-- Start of RECORDS FOR THIS TASK --

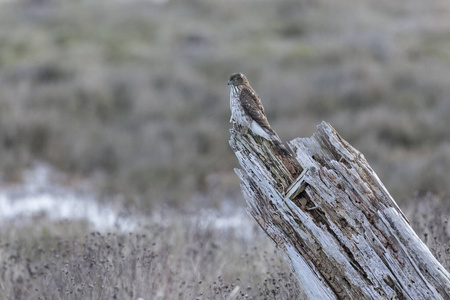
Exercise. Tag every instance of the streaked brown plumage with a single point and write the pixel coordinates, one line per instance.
(248, 111)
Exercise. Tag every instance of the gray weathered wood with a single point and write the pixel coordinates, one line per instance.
(334, 222)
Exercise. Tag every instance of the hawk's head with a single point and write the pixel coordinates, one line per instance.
(237, 79)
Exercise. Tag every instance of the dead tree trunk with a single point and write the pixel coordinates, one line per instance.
(334, 222)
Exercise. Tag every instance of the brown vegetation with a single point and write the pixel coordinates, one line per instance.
(133, 96)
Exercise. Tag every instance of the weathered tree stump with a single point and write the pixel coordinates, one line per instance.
(334, 222)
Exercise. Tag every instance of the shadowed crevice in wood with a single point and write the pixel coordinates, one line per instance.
(334, 222)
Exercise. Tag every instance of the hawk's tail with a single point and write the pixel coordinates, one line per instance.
(277, 141)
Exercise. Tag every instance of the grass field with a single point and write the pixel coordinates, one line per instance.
(132, 97)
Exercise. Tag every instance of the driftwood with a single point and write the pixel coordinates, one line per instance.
(334, 222)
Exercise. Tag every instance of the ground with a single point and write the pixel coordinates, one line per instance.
(131, 97)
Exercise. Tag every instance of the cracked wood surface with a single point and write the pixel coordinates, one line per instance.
(334, 222)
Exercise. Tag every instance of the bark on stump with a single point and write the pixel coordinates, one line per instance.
(334, 222)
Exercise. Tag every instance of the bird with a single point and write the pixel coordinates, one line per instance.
(248, 112)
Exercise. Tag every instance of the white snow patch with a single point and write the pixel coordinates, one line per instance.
(37, 195)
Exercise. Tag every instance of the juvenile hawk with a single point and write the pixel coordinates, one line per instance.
(248, 112)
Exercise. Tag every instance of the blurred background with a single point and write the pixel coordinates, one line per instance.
(130, 98)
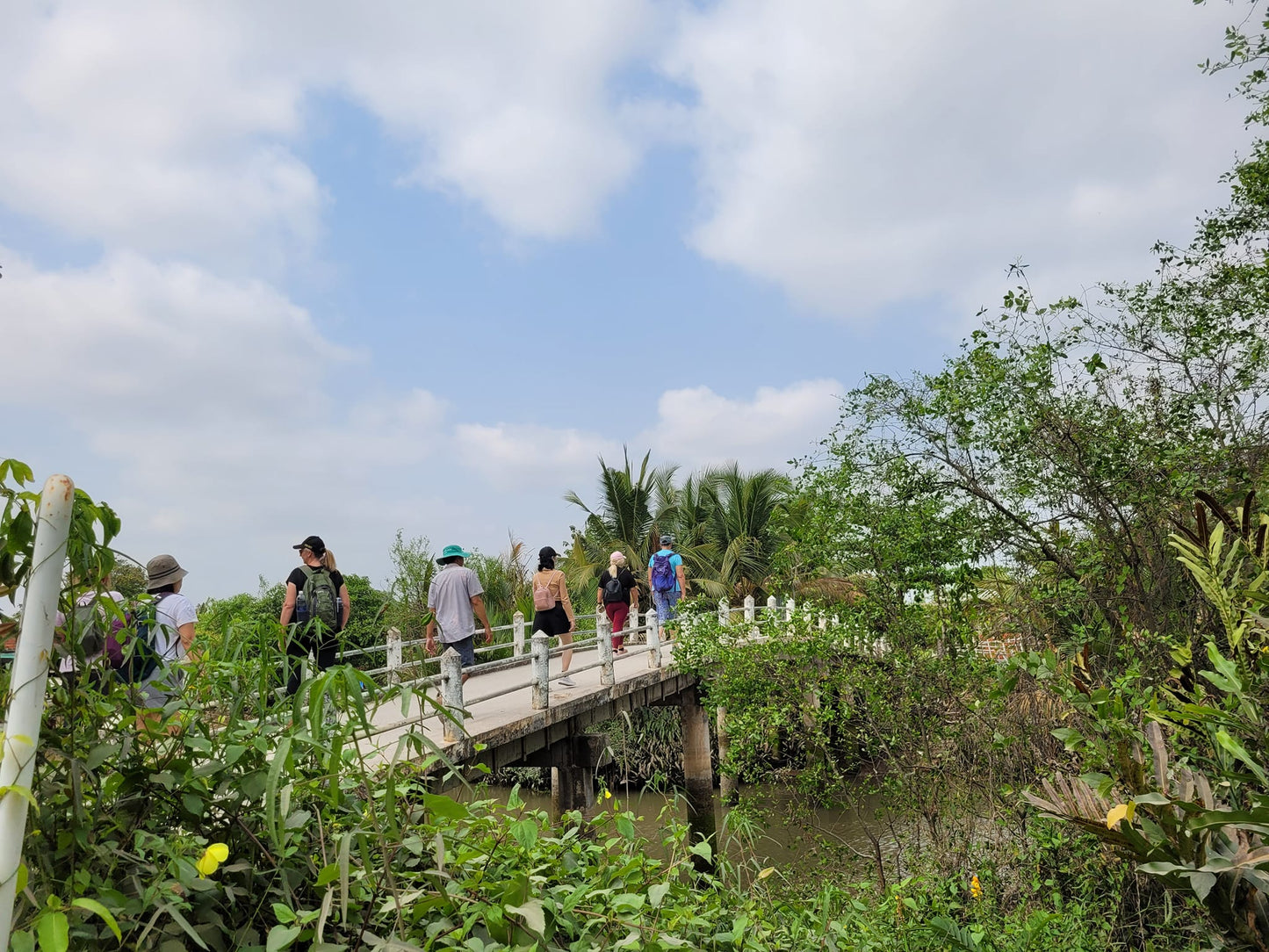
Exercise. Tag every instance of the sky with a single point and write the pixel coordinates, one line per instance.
(291, 268)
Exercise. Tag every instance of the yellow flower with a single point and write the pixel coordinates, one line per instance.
(1118, 812)
(213, 857)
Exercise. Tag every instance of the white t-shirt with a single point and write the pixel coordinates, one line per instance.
(170, 613)
(68, 664)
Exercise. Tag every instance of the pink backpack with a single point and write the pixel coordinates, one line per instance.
(542, 598)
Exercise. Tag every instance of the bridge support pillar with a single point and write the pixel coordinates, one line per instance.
(573, 763)
(727, 786)
(697, 768)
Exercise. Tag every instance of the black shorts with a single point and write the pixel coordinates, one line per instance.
(466, 649)
(553, 621)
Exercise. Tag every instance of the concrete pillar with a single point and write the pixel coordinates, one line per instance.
(393, 655)
(518, 633)
(604, 643)
(541, 670)
(727, 786)
(697, 769)
(573, 763)
(452, 695)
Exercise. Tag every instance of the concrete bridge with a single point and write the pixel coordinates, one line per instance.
(513, 711)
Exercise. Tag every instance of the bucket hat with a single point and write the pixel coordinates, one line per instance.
(162, 570)
(453, 552)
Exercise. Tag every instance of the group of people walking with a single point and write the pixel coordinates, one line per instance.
(456, 601)
(316, 607)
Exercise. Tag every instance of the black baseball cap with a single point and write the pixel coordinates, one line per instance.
(313, 544)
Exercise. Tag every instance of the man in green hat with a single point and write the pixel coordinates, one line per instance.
(456, 603)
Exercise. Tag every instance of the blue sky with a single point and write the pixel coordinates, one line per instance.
(271, 270)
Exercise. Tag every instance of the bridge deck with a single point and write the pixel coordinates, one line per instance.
(509, 720)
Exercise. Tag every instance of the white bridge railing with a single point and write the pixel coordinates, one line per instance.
(537, 650)
(645, 638)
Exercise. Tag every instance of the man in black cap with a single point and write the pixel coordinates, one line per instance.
(317, 601)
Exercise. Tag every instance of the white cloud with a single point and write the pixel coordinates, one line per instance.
(698, 427)
(173, 128)
(157, 126)
(197, 405)
(878, 151)
(530, 456)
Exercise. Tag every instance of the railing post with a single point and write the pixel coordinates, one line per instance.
(541, 649)
(653, 640)
(393, 655)
(27, 682)
(452, 693)
(518, 633)
(604, 641)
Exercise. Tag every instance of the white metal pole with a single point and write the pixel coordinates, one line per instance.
(28, 678)
(539, 645)
(452, 693)
(604, 643)
(393, 655)
(518, 633)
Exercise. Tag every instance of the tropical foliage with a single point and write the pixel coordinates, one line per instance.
(726, 524)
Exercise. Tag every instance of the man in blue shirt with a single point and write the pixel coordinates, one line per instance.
(665, 581)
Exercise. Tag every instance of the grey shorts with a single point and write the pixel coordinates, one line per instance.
(466, 649)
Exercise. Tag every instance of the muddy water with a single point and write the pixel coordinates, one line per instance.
(786, 833)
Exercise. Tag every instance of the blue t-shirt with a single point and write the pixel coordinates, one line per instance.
(675, 561)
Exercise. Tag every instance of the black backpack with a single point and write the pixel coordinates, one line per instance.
(615, 590)
(137, 643)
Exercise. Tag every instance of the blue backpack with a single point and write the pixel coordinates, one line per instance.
(663, 573)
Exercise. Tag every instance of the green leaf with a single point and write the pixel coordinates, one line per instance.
(281, 937)
(283, 912)
(54, 932)
(525, 833)
(532, 914)
(444, 806)
(1240, 753)
(328, 874)
(91, 905)
(656, 894)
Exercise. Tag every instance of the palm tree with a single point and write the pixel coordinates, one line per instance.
(630, 512)
(741, 528)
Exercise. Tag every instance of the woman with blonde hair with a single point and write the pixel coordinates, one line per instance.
(552, 609)
(618, 590)
(317, 602)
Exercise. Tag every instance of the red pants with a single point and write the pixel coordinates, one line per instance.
(616, 613)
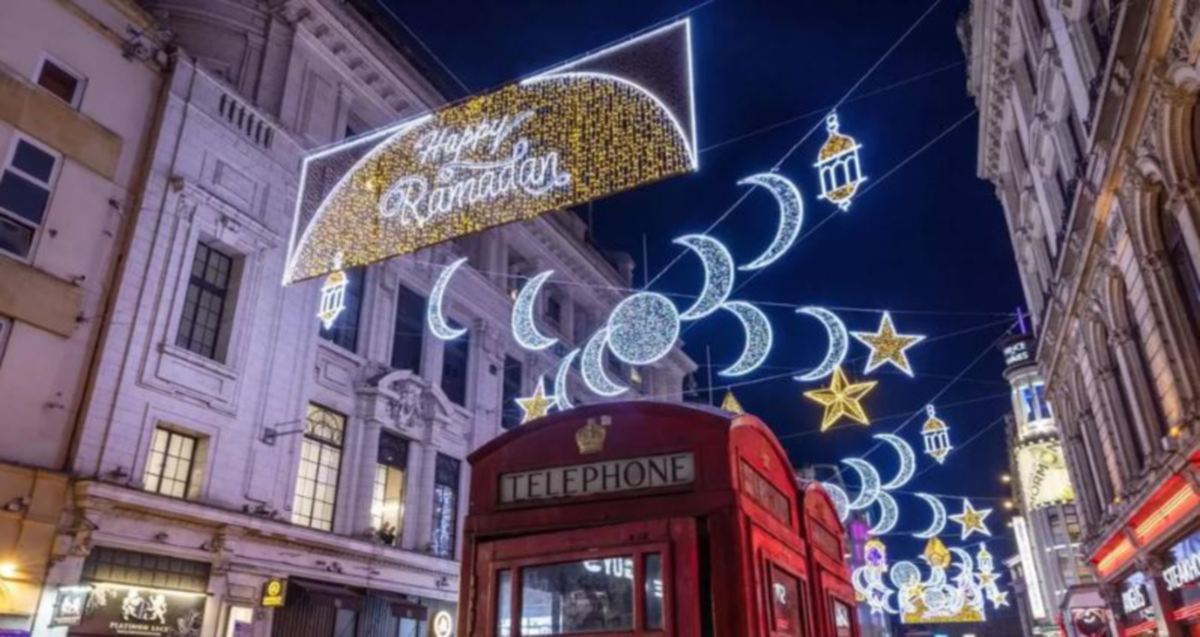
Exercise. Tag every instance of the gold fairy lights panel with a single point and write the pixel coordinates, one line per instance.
(605, 122)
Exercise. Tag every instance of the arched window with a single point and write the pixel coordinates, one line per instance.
(1182, 270)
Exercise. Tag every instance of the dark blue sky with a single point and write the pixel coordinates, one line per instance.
(928, 241)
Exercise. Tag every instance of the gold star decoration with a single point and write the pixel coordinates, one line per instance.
(888, 346)
(841, 398)
(971, 520)
(537, 406)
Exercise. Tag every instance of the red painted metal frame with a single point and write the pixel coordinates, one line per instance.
(744, 514)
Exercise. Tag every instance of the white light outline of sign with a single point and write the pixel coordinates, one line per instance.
(563, 68)
(293, 246)
(636, 86)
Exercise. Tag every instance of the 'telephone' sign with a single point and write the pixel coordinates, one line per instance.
(609, 476)
(603, 124)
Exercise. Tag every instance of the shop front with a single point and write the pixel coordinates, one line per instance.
(126, 593)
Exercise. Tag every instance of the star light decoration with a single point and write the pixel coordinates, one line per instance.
(888, 346)
(841, 398)
(972, 520)
(538, 404)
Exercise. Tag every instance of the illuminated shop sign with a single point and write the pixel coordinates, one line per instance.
(1182, 578)
(1043, 473)
(118, 610)
(605, 122)
(1018, 352)
(597, 478)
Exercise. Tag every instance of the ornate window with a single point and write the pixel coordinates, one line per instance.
(388, 502)
(172, 466)
(321, 460)
(25, 186)
(204, 306)
(454, 367)
(409, 330)
(445, 506)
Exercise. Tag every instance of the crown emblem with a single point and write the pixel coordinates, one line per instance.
(591, 437)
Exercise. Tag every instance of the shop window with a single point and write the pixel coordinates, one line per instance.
(174, 464)
(785, 602)
(240, 623)
(843, 619)
(118, 566)
(345, 331)
(204, 324)
(388, 502)
(445, 506)
(409, 331)
(65, 84)
(321, 458)
(454, 366)
(577, 596)
(504, 602)
(653, 590)
(510, 412)
(25, 186)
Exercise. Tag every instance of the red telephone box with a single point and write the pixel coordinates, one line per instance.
(647, 518)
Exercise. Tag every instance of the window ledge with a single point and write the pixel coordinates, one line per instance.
(203, 362)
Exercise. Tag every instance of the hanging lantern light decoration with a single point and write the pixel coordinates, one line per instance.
(333, 294)
(936, 434)
(838, 166)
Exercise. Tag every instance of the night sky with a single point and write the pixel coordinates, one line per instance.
(927, 241)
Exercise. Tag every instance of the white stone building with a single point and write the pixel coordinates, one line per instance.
(226, 439)
(1089, 127)
(79, 86)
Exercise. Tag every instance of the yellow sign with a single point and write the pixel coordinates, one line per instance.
(275, 593)
(1043, 475)
(605, 122)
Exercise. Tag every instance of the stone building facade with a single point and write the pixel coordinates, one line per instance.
(1089, 130)
(79, 91)
(228, 448)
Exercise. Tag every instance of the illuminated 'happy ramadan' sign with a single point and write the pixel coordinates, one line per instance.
(605, 122)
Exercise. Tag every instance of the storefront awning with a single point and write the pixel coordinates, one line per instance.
(403, 607)
(321, 594)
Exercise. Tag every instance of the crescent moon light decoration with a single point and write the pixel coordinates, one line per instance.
(791, 216)
(839, 498)
(889, 514)
(433, 314)
(869, 481)
(592, 366)
(839, 343)
(939, 523)
(759, 338)
(907, 460)
(718, 275)
(642, 328)
(561, 400)
(525, 330)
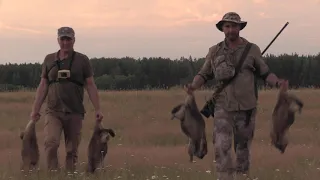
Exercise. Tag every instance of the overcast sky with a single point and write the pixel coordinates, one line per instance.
(152, 28)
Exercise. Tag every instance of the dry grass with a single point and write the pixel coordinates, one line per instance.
(148, 145)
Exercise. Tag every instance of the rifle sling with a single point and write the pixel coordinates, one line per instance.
(239, 65)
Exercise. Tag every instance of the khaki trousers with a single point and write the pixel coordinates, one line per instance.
(238, 126)
(71, 125)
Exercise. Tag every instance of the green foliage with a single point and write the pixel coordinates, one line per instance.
(161, 73)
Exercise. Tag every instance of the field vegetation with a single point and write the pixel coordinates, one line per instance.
(148, 145)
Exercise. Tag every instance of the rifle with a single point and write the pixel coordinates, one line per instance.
(209, 106)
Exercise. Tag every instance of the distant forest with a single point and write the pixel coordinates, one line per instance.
(160, 73)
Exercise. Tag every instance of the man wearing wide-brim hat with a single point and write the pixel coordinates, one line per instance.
(234, 108)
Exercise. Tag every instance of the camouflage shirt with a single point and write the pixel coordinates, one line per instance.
(241, 93)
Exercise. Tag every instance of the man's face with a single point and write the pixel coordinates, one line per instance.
(231, 30)
(66, 43)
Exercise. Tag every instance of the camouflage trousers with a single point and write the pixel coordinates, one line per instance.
(238, 126)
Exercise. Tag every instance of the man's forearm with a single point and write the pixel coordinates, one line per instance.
(94, 96)
(197, 82)
(41, 95)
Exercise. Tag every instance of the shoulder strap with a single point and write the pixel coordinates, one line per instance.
(239, 65)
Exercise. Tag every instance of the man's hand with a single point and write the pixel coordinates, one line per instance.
(99, 116)
(35, 116)
(189, 88)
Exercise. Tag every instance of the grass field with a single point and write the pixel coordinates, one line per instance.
(148, 145)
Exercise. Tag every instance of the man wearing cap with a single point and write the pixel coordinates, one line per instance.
(65, 74)
(235, 107)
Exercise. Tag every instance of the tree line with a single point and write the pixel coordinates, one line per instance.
(160, 73)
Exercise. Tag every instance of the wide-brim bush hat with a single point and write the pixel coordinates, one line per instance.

-- End of RECORDS FOR THIS TASK --

> [DO THIS]: Rewrite the stretch of rows from the line containing "Exercise. Tag every instance of the muddy" through the line containing "(1182, 270)", replacing "backpack" with "rucksack" and changing nothing else. Omit the pictures from your answer.

> [RESPONSE TO THIS TASK]:
Exercise. Tag every instance of the muddy water with a single point and write the pixel coordinates, one line per instance.
(786, 833)
Exercise. Tag every instance of the blue t-shirt with a single point and write the pixel coordinates, one line per instance.
(675, 561)
Exercise. Tag every instance of the black rucksack with a single point and write the pixel coordinates, one line per instance.
(615, 590)
(137, 643)
Exercise. Tag every instance of the blue rucksack with a single point and write the pixel coordinates, one line per instance.
(663, 573)
Exercise. Tag every instance of the green leaf with a single point and write the pixel coordinates, one line per instance.
(281, 937)
(283, 912)
(54, 932)
(525, 833)
(532, 914)
(444, 806)
(1240, 753)
(328, 874)
(91, 905)
(656, 894)
Exercise. Tag every instance of the palm tree with a single point and write the pixel coordinates, one line per instance.
(630, 512)
(741, 528)
Exercise. Tag every instance of the woman with blonde hair with a single point and write the pixel coordinates, one line per instance.
(552, 609)
(618, 590)
(317, 602)
Exercise. Tag every instance of the red pants with a single point and write the pixel coordinates, one line per instance.
(616, 613)
Exercise. Tag every instance of the gold fairy lights panel with a single point and write the pixel coordinates, one line per instance.
(605, 122)
Exercise. Tag every instance of the arched window with a single point and write the pixel coordinates, one line per instance.
(1182, 270)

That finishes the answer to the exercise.